Requests:
1 > Reproduce the Kalasa passage word for word, starting at "Kalasa is a" and ending at "present-day Karnataka, India.".
2 > Pick up the passage on Kalasa and the Santara dynasty after its final sentence and keep writing it.

Given passage:
Kalasa is a tehsil located in Chikkamagaluru district in Karnataka. Kalasa is home to the Kalaseshwara Temple dedicated to Lord Shiva. Kalasa lies 92 Kilometres South-west of Chickmagalur and is located on the banks of the Bhadra River. Kannada language is spoken here.

Santara dynasty
The history of this region is also associated with the Santara dynasty, a medieval ruling dynasty located in present-day Karnataka, India.

Edgar Thurston mentions that the Santaras were among the powerful Bunt chiefs who seem to have exercised control over a greater part of the Tuluva country before the rise of the Vijayanagara Empire. The Santaras were Jains and had matrimonial relations with the Saivite Alupa royal family of the canara region. The Santaras built a number of Jain monuments and were responsible for the spread of Jainism in the Tulu Nadu and Malenadu region of Karnataka. During this period, the Santara ruler Veera Pandya Bhairarasa erected the monolith of Bahubali in Karkala.

Information provided:
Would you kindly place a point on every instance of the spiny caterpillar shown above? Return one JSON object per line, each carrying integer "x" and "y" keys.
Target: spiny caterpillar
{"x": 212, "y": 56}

Responses to the tasks:
1 >
Kalasa is a tehsil located in Chikkamagaluru district in Karnataka. Kalasa is home to the Kalaseshwara Temple dedicated to Lord Shiva. Kalasa lies 92 Kilometres South-west of Chickmagalur and is located on the banks of the Bhadra River. Kannada language is spoken here.

Santara dynasty
The history of this region is also associated with the Santara dynasty, a medieval ruling dynasty located in present-day Karnataka, India.

2 >
Transport
Kalasa lies amidst Malenadu at a distance of 119 km from Mangalore, 310 km from Bengaluru and 85 km from district headquarters Chikkamagaluru. Horanadu is at a distance of 9 km and Kudremukha National park is at a distance of 23 km from Kalasa.Kalasa can be reached by KSRTC and private buses. Nearest railway station is Chikkamagaluru railway station. The nearest airport is Mangalore International Airport previously known as Bajpe airport situated in Mangalore.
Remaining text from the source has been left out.